:: OBJECTIVE ::
Reproduce the court judgment text below word for word, in full.

:: TEXT PROVIDED ::
Case No: CO/2009/2015
Neutral Citation Number: [2015] EWHC 3707 (Admin)
IN THE HIGH COURT OF JUSTICE
QUEEN'S BENCH DIVISION
ADMINISTRATIVE COURT

Royal Courts of Justice

Strand, London, WC2A 2LL

Date: 17/12/2015

Before :

THE HON. MRS JUSTICE PATTERSON DBE

Between:

THE QUEEN on the application of JOHN DAVIES

Claimant

- and -

ROYAL COLLEGE OF VETERINARY SURGEONS

Defendant

Written submissions received from the Claimant acting in person and Nicola Greaney (instructed by Penningtons Manches LLP) for the Defendant

Judgment

Approved Supplementary Judgment on Costs

Mrs Justice Patterson:

The Formalities

1.

In coming to my conclusion on costs I have taken into account the representations received from Mr Davies on 14 and 22 November 2015 and the representation received from the defendant dated 18 November 2015.

2.

:: ENTRIES SUPPLIED ::

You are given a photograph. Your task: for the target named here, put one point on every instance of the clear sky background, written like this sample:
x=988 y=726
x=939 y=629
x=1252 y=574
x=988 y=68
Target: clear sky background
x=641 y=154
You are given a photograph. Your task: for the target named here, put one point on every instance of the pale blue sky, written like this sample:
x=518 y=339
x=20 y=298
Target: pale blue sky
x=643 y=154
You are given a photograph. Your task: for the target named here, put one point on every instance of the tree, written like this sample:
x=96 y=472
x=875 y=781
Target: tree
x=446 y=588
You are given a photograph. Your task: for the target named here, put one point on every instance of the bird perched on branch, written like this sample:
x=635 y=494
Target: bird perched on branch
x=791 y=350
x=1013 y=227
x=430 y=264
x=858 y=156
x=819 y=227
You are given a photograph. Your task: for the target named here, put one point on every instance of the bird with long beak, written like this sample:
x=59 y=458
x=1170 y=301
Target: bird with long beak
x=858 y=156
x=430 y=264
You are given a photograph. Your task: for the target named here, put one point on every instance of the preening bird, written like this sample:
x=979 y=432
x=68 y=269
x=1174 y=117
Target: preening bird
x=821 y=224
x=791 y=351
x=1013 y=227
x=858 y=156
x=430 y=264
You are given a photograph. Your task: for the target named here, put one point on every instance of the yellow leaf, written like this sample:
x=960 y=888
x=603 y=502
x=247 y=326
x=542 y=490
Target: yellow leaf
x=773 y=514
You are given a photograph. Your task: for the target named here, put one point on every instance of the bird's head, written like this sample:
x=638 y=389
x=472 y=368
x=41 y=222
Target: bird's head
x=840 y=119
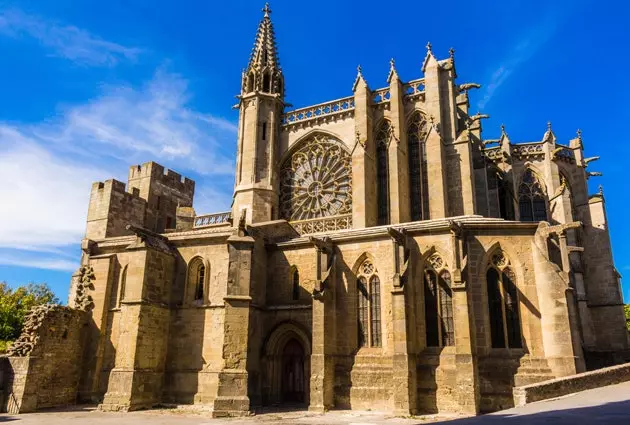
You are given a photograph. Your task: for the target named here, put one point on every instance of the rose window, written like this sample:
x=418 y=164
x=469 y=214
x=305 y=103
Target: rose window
x=315 y=181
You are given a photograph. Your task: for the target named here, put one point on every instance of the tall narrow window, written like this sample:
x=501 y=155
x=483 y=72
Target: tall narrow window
x=196 y=279
x=375 y=311
x=362 y=295
x=416 y=135
x=382 y=174
x=505 y=324
x=438 y=303
x=369 y=306
x=123 y=284
x=531 y=198
x=296 y=284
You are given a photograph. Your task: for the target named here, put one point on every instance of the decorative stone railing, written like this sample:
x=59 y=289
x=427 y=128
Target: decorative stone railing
x=381 y=95
x=326 y=224
x=328 y=110
x=212 y=219
x=414 y=89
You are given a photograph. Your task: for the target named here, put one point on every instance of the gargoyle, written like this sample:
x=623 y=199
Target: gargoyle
x=467 y=86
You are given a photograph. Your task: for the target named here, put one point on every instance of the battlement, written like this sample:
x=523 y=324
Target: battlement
x=113 y=185
x=157 y=173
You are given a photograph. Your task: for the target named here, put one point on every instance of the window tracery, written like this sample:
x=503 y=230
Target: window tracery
x=316 y=180
x=383 y=137
x=531 y=198
x=438 y=303
x=417 y=131
x=197 y=278
x=503 y=304
x=369 y=305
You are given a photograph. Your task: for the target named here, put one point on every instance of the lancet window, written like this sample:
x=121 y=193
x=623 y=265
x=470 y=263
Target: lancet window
x=418 y=180
x=369 y=305
x=295 y=282
x=505 y=324
x=383 y=137
x=438 y=303
x=196 y=279
x=504 y=198
x=316 y=180
x=531 y=198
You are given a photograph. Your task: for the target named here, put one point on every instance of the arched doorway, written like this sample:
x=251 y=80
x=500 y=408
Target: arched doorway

:: EXERCISE SOLUTION ::
Case No: CO/2009/2015
Neutral Citation Number: [2015] EWHC 3707 (Admin)
IN THE HIGH COURT OF JUSTICE
QUEEN'S BENCH DIVISION
ADMINISTRATIVE COURT

Royal Courts of Justice

Strand, London, WC2A 2LL

Date: 17/12/2015

Before :

THE HON. MRS JUSTICE PATTERSON DBE

Between:

THE QUEEN on the application of JOHN DAVIES

Claimant

- and -

ROYAL COLLEGE OF VETERINARY SURGEONS

Defendant

Written submissions received from the Claimant acting in person and Nicola Greaney (instructed by Penningtons Manches LLP) for the Defendant

Judgment

Approved Supplementary Judgment on Costs

Mrs Justice Patterson:

The Formalities

1.

In coming to my conclusion on costs I have taken into account the representations received from Mr Davies on 14 and 22 November 2015 and the representation received from the defendant dated 18 November 2015.

2.